### Work instruction
Using the listing below, return each line exactly as it reads.

★ ★ ★

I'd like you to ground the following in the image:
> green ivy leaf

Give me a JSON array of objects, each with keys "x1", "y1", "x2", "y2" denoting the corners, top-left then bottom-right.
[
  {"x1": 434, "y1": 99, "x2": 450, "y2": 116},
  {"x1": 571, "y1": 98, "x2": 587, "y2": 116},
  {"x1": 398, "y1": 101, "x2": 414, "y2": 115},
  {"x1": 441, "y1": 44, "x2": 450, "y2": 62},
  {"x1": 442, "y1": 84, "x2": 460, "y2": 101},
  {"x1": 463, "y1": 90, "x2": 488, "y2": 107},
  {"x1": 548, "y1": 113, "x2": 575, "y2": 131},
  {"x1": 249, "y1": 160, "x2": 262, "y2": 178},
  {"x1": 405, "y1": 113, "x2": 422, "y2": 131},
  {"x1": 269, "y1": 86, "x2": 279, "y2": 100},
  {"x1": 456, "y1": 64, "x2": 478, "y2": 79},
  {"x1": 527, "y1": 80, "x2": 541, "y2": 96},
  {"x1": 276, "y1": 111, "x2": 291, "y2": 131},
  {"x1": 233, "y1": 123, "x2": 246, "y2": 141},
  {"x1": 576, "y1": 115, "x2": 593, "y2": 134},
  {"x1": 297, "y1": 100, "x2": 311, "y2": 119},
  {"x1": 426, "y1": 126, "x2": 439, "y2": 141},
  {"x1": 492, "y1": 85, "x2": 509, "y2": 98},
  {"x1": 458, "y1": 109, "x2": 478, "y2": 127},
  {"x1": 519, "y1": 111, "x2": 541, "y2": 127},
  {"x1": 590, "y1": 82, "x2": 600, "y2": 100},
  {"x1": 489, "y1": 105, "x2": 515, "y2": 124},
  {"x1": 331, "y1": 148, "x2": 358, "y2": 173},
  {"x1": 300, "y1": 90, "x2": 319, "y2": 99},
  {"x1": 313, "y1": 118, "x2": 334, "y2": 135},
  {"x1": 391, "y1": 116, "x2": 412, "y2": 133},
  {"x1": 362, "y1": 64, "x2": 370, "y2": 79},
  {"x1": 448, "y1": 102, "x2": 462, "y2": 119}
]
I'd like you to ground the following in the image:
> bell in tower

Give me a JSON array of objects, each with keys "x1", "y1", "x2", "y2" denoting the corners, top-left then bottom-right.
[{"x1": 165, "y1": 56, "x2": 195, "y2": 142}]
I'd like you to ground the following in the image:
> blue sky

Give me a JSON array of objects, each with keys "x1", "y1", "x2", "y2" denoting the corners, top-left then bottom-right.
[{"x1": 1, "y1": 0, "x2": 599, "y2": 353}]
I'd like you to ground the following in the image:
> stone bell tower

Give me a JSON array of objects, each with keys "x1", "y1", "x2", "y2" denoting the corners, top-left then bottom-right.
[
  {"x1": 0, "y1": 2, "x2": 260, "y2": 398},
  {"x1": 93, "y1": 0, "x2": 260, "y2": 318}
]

★ ★ ★

### Response area
I'd like you to ground the following in the image:
> green ivy leaf

Give me a JSON array of objects, each with keys "x1", "y1", "x2", "y2" denoting the corners, top-left then bottom-right.
[
  {"x1": 434, "y1": 99, "x2": 450, "y2": 116},
  {"x1": 571, "y1": 98, "x2": 587, "y2": 116},
  {"x1": 398, "y1": 101, "x2": 414, "y2": 115},
  {"x1": 441, "y1": 44, "x2": 450, "y2": 62},
  {"x1": 442, "y1": 84, "x2": 460, "y2": 101},
  {"x1": 463, "y1": 90, "x2": 488, "y2": 107},
  {"x1": 548, "y1": 113, "x2": 575, "y2": 131},
  {"x1": 249, "y1": 160, "x2": 262, "y2": 178},
  {"x1": 405, "y1": 113, "x2": 422, "y2": 131},
  {"x1": 269, "y1": 86, "x2": 279, "y2": 100},
  {"x1": 456, "y1": 64, "x2": 478, "y2": 79},
  {"x1": 527, "y1": 80, "x2": 541, "y2": 96},
  {"x1": 276, "y1": 111, "x2": 291, "y2": 131},
  {"x1": 233, "y1": 123, "x2": 246, "y2": 141},
  {"x1": 576, "y1": 115, "x2": 593, "y2": 134},
  {"x1": 297, "y1": 100, "x2": 311, "y2": 119},
  {"x1": 426, "y1": 126, "x2": 439, "y2": 141},
  {"x1": 492, "y1": 85, "x2": 509, "y2": 98},
  {"x1": 458, "y1": 109, "x2": 478, "y2": 127},
  {"x1": 519, "y1": 111, "x2": 541, "y2": 127},
  {"x1": 590, "y1": 82, "x2": 600, "y2": 100},
  {"x1": 489, "y1": 105, "x2": 515, "y2": 124},
  {"x1": 331, "y1": 148, "x2": 358, "y2": 173},
  {"x1": 300, "y1": 90, "x2": 319, "y2": 99},
  {"x1": 313, "y1": 118, "x2": 334, "y2": 135},
  {"x1": 391, "y1": 116, "x2": 412, "y2": 133},
  {"x1": 362, "y1": 64, "x2": 370, "y2": 79},
  {"x1": 448, "y1": 102, "x2": 462, "y2": 119}
]
I'd like you to ground the following in the image:
> bell in tower

Give me a JSON array of objects, each with keys "x1", "y1", "x2", "y2" denoting the corners, top-left then bottom-right.
[{"x1": 165, "y1": 56, "x2": 195, "y2": 142}]
I'd like you to ground the following in the image:
> blue sky

Give me a JSON array of objects, each with keys "x1", "y1", "x2", "y2" denoting the corners, top-left then bottom-right.
[{"x1": 1, "y1": 0, "x2": 599, "y2": 353}]
I'd like you to ground the following in the image:
> stone bell tower

Give me a JSON array of objects, each with keys "x1", "y1", "x2", "y2" denoting the corners, top-left then bottom-right.
[
  {"x1": 0, "y1": 2, "x2": 260, "y2": 398},
  {"x1": 93, "y1": 0, "x2": 260, "y2": 318}
]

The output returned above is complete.